TASK DETAILS -> Retrieve each line that contains the word "branch" from the entries below.

(Data excerpts)

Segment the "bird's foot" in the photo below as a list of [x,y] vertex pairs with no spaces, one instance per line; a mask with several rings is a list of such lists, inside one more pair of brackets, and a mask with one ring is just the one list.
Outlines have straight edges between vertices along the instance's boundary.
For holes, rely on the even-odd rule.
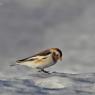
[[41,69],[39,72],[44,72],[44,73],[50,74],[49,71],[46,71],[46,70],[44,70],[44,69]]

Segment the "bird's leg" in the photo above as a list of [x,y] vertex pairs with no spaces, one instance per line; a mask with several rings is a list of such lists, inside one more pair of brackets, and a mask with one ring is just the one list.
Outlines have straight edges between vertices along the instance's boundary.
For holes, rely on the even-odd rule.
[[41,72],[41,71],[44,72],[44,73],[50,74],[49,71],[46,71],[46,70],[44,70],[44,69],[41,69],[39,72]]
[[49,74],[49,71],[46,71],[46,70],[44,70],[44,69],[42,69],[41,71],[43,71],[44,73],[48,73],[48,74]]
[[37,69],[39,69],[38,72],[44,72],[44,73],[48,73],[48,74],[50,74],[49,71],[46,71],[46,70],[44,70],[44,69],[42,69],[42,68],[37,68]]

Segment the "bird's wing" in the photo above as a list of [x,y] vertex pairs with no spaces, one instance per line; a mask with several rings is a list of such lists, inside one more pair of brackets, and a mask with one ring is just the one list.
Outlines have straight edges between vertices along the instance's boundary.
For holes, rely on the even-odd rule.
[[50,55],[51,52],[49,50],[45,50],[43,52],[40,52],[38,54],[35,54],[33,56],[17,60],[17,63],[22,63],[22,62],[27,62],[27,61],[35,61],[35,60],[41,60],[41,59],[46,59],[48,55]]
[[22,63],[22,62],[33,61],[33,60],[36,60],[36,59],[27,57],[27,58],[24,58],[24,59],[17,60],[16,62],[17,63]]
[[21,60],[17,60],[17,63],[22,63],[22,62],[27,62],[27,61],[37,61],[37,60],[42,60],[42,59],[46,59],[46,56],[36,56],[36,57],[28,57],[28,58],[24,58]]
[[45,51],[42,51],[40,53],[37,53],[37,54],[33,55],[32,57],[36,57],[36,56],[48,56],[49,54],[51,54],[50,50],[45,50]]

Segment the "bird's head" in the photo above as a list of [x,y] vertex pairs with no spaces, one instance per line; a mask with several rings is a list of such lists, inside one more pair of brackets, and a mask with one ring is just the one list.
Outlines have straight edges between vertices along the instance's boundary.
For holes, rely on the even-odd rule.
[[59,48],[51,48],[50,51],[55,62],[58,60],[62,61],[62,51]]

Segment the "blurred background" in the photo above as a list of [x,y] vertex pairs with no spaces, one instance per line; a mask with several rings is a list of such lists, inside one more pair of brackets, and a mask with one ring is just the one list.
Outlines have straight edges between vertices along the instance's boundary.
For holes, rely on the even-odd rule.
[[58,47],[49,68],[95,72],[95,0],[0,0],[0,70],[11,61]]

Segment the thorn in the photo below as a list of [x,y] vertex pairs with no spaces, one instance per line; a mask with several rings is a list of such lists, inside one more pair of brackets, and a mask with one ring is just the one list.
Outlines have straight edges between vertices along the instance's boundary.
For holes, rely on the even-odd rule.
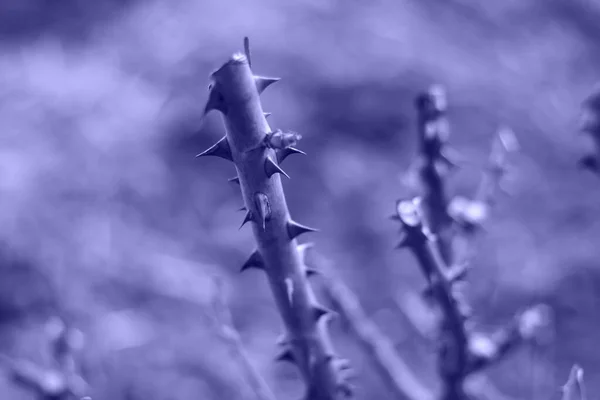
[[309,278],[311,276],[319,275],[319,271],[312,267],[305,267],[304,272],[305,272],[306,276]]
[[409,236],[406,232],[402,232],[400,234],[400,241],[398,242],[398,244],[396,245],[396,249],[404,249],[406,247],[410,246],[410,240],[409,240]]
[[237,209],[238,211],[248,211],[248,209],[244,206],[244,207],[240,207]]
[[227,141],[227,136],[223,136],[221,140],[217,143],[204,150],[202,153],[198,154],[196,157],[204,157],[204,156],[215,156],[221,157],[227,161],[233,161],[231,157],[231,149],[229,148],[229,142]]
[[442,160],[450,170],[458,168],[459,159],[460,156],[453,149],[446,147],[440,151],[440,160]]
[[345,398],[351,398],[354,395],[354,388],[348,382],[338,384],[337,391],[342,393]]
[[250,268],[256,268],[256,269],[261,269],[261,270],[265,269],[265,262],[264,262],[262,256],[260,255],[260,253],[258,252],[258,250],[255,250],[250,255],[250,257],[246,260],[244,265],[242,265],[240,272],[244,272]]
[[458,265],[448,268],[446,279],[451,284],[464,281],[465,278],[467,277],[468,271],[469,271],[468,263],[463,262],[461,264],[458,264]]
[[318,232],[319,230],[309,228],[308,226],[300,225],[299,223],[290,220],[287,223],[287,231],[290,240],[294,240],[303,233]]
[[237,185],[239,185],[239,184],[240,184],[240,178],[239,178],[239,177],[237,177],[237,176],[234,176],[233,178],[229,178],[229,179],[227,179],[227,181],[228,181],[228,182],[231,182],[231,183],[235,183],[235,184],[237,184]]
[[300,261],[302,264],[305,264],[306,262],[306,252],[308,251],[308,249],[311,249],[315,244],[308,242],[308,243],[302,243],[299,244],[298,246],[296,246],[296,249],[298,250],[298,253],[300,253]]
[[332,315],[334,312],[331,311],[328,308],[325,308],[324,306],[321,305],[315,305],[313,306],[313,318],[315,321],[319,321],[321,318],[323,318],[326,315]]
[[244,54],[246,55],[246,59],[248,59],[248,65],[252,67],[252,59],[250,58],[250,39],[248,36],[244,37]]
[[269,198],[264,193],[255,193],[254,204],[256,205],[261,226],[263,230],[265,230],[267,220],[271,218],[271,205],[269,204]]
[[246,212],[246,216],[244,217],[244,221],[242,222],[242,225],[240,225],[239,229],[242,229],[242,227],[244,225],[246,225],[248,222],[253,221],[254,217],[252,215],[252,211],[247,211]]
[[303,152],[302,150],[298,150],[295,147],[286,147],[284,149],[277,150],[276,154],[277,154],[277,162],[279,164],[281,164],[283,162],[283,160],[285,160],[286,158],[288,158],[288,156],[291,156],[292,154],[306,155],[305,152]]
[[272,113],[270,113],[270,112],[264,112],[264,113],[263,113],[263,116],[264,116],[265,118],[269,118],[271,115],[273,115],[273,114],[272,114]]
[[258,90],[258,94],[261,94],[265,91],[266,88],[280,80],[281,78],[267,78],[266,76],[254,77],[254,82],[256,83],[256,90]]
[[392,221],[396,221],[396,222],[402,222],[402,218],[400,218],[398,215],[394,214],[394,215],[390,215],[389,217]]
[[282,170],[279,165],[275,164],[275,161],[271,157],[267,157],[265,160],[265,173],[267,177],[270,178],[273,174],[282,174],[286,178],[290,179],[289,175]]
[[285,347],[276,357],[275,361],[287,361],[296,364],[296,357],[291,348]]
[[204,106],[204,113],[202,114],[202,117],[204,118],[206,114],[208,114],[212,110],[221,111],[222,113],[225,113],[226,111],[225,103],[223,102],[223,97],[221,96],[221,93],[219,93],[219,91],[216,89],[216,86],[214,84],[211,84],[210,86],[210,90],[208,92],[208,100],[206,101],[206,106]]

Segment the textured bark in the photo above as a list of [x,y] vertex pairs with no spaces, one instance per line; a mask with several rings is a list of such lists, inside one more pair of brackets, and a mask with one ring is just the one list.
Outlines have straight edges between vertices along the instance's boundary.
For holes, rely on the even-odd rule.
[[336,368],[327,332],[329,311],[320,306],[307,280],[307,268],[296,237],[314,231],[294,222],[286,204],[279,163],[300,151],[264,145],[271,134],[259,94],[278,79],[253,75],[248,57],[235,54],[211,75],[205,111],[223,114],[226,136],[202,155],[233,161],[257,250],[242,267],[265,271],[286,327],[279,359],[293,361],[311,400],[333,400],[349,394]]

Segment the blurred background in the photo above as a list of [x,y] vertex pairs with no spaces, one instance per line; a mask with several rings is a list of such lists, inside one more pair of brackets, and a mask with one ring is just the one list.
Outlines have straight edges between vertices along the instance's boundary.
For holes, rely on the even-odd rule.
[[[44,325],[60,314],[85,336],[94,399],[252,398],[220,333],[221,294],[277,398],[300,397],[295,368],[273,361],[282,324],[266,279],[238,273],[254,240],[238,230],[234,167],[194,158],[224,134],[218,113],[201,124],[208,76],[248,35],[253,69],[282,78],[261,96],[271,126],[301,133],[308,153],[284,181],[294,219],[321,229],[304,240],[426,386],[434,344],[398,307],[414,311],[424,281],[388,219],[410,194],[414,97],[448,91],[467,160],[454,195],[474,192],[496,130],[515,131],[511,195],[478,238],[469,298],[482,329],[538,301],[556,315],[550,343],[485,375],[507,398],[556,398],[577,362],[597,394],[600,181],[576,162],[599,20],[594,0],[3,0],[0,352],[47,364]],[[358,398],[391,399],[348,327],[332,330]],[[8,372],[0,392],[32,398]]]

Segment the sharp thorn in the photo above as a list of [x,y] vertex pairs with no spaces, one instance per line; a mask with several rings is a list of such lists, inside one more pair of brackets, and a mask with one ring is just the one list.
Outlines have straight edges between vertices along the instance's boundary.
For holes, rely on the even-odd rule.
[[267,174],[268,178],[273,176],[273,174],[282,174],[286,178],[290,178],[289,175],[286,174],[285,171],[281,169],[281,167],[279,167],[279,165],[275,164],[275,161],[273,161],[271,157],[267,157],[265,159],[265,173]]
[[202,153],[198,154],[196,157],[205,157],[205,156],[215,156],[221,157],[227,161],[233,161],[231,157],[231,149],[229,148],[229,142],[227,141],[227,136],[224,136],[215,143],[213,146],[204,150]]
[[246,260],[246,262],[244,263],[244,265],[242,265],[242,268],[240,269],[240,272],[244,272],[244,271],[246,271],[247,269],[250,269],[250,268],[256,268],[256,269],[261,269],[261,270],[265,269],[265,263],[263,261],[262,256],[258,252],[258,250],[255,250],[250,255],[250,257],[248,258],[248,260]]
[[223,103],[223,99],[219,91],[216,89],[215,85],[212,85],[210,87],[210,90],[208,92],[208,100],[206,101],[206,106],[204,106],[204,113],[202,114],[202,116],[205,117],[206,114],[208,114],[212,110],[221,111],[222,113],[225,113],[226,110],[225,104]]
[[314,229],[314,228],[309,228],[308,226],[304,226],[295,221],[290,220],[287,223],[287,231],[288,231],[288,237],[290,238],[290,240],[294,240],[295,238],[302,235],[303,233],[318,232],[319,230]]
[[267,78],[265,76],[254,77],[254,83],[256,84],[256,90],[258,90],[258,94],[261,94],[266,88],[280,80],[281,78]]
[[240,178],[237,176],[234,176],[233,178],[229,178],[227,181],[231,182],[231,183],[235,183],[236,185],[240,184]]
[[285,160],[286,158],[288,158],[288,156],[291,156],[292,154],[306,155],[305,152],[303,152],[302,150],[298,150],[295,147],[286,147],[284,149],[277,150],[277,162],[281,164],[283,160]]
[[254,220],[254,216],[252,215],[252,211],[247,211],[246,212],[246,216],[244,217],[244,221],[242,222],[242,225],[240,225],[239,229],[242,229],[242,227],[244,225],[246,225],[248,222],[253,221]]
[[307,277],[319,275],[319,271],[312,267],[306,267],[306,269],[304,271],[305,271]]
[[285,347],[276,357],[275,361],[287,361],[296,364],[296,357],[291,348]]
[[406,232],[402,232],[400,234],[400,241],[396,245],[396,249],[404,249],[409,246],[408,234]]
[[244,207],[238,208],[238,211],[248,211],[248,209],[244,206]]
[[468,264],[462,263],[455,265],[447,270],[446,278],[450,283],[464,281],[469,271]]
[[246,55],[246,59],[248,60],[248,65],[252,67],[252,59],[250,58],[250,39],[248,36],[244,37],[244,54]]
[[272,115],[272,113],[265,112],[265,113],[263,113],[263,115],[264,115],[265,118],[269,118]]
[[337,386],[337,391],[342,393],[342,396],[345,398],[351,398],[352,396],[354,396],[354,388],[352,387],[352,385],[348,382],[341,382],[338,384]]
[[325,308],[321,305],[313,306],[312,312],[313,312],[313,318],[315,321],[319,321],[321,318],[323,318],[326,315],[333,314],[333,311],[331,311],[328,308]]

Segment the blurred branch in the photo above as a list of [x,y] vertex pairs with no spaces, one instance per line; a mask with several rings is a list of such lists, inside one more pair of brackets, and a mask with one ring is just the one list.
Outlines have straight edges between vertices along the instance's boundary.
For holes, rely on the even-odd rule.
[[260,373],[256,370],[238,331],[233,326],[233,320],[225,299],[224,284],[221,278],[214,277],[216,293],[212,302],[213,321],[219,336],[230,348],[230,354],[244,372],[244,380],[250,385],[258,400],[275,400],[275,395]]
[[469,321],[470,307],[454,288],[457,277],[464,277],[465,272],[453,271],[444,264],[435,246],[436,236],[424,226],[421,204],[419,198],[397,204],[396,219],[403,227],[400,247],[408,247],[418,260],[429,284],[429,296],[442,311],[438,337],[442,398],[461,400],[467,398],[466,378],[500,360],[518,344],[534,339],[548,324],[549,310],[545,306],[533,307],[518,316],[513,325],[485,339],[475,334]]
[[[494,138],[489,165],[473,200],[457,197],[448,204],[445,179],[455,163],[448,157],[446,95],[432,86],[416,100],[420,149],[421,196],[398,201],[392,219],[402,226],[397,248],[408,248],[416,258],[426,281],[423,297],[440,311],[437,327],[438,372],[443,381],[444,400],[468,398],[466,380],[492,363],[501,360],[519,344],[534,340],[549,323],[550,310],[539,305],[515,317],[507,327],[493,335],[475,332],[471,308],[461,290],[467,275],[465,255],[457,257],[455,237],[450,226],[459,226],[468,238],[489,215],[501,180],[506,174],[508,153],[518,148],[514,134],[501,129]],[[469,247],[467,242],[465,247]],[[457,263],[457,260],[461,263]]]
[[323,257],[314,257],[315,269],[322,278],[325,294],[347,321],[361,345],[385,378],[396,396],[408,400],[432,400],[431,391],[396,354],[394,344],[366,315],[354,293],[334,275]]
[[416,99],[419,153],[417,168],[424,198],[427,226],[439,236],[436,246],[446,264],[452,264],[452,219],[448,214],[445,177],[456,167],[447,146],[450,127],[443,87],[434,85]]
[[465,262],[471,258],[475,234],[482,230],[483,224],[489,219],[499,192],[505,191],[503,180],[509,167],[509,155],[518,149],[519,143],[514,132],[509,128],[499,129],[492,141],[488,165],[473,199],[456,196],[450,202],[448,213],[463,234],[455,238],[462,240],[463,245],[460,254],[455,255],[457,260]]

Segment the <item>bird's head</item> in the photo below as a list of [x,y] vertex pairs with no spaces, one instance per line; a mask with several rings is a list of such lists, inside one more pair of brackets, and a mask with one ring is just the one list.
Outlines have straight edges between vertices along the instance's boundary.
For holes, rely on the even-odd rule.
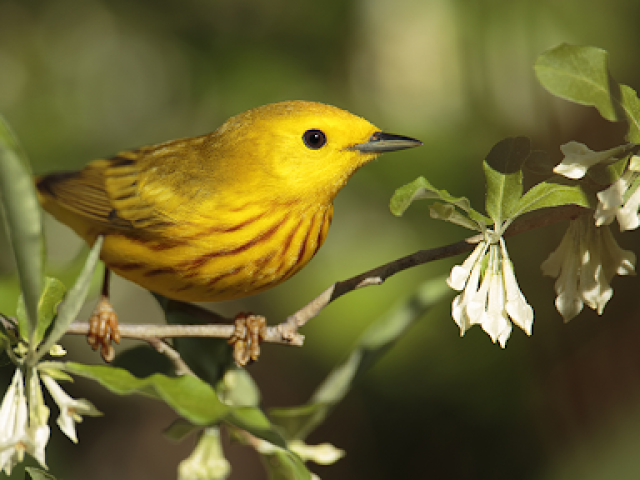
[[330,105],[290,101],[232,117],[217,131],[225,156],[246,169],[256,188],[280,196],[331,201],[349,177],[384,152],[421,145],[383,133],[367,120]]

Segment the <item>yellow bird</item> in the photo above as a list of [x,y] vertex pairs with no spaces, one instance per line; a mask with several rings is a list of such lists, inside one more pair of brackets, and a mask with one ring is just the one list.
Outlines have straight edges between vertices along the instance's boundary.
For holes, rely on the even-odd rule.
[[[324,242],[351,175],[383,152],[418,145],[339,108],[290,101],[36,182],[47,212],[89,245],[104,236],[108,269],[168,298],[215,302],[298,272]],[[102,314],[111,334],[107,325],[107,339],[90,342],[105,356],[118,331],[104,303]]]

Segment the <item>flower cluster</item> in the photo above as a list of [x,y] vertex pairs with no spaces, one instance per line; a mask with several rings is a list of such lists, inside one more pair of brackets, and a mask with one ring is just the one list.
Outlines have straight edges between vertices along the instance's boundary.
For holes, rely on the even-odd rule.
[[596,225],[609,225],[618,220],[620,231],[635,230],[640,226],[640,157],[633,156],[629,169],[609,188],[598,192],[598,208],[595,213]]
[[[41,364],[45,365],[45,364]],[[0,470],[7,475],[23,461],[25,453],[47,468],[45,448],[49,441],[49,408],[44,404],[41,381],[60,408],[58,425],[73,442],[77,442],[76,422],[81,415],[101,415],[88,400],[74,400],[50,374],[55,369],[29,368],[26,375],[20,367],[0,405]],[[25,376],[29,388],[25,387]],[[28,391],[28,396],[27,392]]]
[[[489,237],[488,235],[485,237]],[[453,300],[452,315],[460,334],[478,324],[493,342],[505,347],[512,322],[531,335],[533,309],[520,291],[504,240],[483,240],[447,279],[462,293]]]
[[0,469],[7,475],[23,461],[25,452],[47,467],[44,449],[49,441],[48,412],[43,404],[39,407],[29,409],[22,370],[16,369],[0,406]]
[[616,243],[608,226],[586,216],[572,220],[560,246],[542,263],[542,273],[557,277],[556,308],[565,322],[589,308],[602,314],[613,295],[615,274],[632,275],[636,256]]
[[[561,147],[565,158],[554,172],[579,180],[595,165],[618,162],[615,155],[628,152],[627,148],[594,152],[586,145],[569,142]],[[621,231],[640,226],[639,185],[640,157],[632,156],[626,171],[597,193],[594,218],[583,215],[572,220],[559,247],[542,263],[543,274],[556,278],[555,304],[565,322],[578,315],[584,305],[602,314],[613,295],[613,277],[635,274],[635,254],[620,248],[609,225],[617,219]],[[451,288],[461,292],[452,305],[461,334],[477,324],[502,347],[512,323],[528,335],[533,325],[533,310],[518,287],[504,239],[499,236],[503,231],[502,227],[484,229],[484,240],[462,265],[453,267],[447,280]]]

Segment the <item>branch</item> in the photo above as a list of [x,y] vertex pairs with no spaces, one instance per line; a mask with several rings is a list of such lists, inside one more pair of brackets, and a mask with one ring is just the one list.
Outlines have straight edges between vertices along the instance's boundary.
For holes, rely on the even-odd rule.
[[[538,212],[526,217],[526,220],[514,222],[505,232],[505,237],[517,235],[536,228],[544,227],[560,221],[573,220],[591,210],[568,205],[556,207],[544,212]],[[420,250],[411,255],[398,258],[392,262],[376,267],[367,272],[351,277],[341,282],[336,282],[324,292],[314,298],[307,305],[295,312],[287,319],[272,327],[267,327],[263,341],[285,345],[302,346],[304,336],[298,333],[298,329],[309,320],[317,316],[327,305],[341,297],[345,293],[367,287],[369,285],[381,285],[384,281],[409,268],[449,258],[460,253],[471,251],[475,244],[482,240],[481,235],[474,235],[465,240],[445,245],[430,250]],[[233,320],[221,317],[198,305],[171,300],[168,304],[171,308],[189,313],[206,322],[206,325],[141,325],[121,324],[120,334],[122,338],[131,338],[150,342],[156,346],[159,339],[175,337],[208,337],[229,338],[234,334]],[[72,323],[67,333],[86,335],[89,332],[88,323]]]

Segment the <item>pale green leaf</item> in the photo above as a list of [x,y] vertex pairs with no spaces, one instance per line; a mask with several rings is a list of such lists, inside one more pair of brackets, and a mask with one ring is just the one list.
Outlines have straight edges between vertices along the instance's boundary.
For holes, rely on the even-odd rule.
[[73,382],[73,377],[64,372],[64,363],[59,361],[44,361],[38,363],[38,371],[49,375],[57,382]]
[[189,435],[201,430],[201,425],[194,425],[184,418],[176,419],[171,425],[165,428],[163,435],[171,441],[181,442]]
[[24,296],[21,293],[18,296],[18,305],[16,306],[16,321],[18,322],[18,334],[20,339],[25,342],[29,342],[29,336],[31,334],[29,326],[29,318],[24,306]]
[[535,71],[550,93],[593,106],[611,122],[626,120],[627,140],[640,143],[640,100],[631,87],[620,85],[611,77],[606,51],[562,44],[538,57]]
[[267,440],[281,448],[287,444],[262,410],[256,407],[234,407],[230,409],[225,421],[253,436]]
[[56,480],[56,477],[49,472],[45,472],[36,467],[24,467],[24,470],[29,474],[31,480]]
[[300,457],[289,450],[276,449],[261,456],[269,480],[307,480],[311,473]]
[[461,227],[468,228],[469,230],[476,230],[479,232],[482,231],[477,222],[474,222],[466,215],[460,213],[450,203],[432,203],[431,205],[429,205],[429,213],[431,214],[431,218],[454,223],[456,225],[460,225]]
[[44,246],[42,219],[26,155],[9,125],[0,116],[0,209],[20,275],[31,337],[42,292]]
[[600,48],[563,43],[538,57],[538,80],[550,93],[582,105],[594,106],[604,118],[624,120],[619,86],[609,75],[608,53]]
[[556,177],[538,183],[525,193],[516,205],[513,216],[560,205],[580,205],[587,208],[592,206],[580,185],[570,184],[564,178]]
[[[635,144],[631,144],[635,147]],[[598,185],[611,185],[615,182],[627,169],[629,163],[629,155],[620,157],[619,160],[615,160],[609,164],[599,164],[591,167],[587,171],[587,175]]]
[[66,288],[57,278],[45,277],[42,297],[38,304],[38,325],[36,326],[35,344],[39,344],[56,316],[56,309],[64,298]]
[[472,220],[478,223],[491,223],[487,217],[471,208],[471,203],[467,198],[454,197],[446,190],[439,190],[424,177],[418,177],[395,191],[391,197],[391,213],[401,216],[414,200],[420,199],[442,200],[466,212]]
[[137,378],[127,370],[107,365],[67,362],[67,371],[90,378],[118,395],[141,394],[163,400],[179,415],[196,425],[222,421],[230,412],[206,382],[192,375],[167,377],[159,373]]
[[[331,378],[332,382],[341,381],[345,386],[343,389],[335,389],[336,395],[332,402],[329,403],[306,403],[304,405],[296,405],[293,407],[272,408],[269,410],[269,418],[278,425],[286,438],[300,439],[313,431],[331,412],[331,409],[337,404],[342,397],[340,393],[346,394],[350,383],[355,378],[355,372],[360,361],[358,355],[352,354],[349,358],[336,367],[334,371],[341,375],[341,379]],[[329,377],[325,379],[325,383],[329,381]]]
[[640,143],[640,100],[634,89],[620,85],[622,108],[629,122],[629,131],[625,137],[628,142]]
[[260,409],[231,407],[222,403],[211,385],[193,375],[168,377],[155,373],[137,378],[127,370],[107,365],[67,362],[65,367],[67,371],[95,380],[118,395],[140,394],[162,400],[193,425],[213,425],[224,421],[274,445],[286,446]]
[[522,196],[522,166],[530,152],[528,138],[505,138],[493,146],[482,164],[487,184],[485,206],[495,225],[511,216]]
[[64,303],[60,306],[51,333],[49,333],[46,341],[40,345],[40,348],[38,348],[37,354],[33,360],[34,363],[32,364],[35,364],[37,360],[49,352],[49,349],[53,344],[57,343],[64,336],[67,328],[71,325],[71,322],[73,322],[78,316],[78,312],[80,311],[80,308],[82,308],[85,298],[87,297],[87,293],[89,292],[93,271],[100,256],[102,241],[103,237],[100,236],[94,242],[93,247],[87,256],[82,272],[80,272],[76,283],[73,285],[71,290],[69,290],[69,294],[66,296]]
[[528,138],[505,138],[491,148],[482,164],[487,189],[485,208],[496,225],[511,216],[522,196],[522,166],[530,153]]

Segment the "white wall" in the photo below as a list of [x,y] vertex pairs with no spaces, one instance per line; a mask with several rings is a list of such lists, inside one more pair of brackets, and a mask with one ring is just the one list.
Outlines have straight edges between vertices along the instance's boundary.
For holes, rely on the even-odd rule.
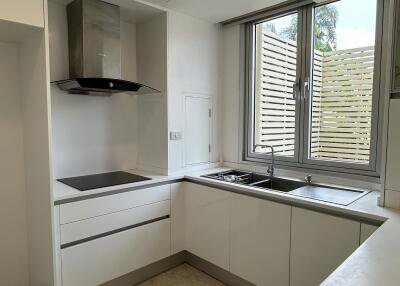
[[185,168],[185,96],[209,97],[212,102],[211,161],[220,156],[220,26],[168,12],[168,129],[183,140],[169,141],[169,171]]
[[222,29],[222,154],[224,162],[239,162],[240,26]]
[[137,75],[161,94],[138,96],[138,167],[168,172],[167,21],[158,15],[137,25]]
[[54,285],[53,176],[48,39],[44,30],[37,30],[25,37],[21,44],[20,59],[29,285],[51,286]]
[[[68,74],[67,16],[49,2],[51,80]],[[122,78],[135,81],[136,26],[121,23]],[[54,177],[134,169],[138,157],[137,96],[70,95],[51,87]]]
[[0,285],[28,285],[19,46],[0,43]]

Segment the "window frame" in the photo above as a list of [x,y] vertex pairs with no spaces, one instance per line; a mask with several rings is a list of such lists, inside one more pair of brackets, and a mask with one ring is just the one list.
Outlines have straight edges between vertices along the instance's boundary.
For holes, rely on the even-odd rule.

SOLUTION TO THIS TASK ->
Segment the blurred branch in the photo above as a list of [x,y] vertex pairs with no spaces, one instance per line; a mask with several rings is a list of such lists, inside one more pair of brackets, and a mask with one ring is just the one list.
Segment the <item>branch</item> in the photo above as a list of [x,y] vertex pairs with no spaces, one instance per line; a mask with several rings is a list of such lists, inside one more pair of brackets, and a mask with one ring is just the one list.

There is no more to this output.